Required task a: Format every line of the dataset excerpt entries as a Markdown table with a Row column numbering the lines and a Line column holding each one, leaving out blank lines.

Page:
The clamping slides are supported for perpendicular sliding movement on the longitudinal conveyors by the same parts which are used for fastening the hooks to the longitudinal conveyor to insure that the clamping slides remain in proper relationship to the hooks as they are moved inwardly to the clamping position and moved outwardly to the weft thread placing position. In particular, the hooks are attached to the inner ends of hook plates which are maintained on the longitudinal conveyor by shoulder screws and these shoulder screws also serve to support the clamp slides for sliding movement on the longitudinal conveyor.

When the warp knitting machine is being used merely for incorporating cross weft threads when a single weft thread is placed around each hook, it is possible to associate all of the hooks of one longitudinal conveyor to one slide clamp. This arrangement can also be used in cases where each weft thread includes either multiple or individual weft threads.

In instances where parallel weft threads are being incorporated in the warp knitting machine, the number of hooks can be reduced. This can occur in a weft knitting machine with a weft carriage that places one array of weft threads at a time so that the weft threads are placed after the forward movement in a parallel position to and at the same distance from the weft threads placed after the return movement. In this instance, the relevant neighboring parallel weft thread, and the two adjacent weft thread arrays form a recurring racking section in relation to the relevant longitudinal conveyor, are linked by a weft thread racking outside of the longitudinal conveyor so that the length of the longitudinal conveyor represents a multiple of the racking section. In this case, the clamping slides can be spaced along the longitudinal conveyor in such a way that each of them only operates across a limited range in the center of the racking section. In fact, it is in the center of the racking section that the number of threads placed around the hooks within this range equals the number of weft threads contained in a weft thread array. If this accumulation of threads is clamped, no problems arise when the weft threads that have just been incorporated are cut off, since their continuations into the unincorporated area, where the weft thread arrays enter the needle row, extend across the clamping point in the center of the racking section and are positively retained therein by the clamping slides.

BRIEF DESCRIPTION OF THE DRAWINGS

Other objects and advantages will appear as the description proceeds when taken in connection with the accompanying drawings, in which

FIG. 1 is a fragmentary plan view of a portion of one longitudinal conveyor on which the clamping slides are mounted;

FIG. 2 is an enlarged vertical sectional view taken substantially along the line 2--2 in FIG. 1;

FIG. 3 is a view similar to FIG. 2 but being taken substantially along the line 3--3 in FIG. 1;

FIG. 4 is a somewhat schematic plan view illustrating weft thread arrays being placed back and forth between longitudinal conveyors positioned adjacent opposite ends of the row of needles;

FIG. 5 is a view similar to FIG. 2 but illustrating a modified form of clamp slide in retracted position; and

FIG. 6 is a view similar to FIG. 5 and illustrating the modified slide clamp in a clamping position.

Required task b: In the passage on clamping slides, what holds the hook plates on the longitudinal conveyor and also supports the clamp slides for sliding movement?

Dataset excerpt:
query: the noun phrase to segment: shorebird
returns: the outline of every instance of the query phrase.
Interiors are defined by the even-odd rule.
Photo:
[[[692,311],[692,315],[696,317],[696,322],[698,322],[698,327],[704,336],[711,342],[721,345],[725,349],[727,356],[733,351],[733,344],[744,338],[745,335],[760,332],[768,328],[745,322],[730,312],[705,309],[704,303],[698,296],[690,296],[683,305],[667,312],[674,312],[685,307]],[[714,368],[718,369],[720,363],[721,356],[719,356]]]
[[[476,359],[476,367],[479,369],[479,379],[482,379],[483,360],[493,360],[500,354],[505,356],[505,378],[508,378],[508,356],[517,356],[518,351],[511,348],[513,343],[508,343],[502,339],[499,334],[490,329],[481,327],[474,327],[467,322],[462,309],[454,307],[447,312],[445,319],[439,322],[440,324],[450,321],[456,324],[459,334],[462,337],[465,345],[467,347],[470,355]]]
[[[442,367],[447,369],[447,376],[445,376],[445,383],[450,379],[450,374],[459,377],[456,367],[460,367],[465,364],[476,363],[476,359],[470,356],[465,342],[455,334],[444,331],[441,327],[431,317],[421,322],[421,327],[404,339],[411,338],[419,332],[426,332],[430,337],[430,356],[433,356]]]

Complete response a:
| Row | Line |
|---|---|
| 1 | query: the noun phrase to segment: shorebird |
| 2 | returns: the outline of every instance of the query phrase. |
| 3 | Interiors are defined by the even-odd rule. |
| 4 | Photo: |
| 5 | [[[692,311],[692,315],[696,317],[696,322],[698,322],[698,327],[704,336],[711,342],[721,345],[725,349],[727,356],[733,351],[733,344],[744,338],[745,335],[760,332],[768,328],[745,322],[730,312],[705,309],[704,303],[698,296],[690,296],[683,305],[667,312],[674,312],[685,307]],[[714,368],[718,369],[720,363],[721,356],[719,356]]] |
| 6 | [[[476,359],[476,367],[479,369],[479,379],[482,379],[483,360],[493,360],[500,354],[505,356],[505,378],[508,378],[508,356],[517,356],[518,351],[511,348],[513,343],[508,343],[502,339],[499,334],[490,329],[481,327],[474,327],[467,322],[462,309],[454,307],[447,312],[445,319],[439,322],[440,324],[450,321],[456,324],[459,334],[462,337],[465,345],[467,347],[470,355]]] |
| 7 | [[[442,367],[447,369],[447,376],[445,376],[445,383],[450,379],[450,374],[459,377],[456,367],[460,367],[465,364],[476,363],[476,359],[470,356],[465,342],[455,334],[444,331],[441,327],[431,317],[421,322],[421,327],[404,339],[411,338],[419,332],[426,332],[430,337],[430,356],[433,356]]] |

Complete response b: Shoulder screws.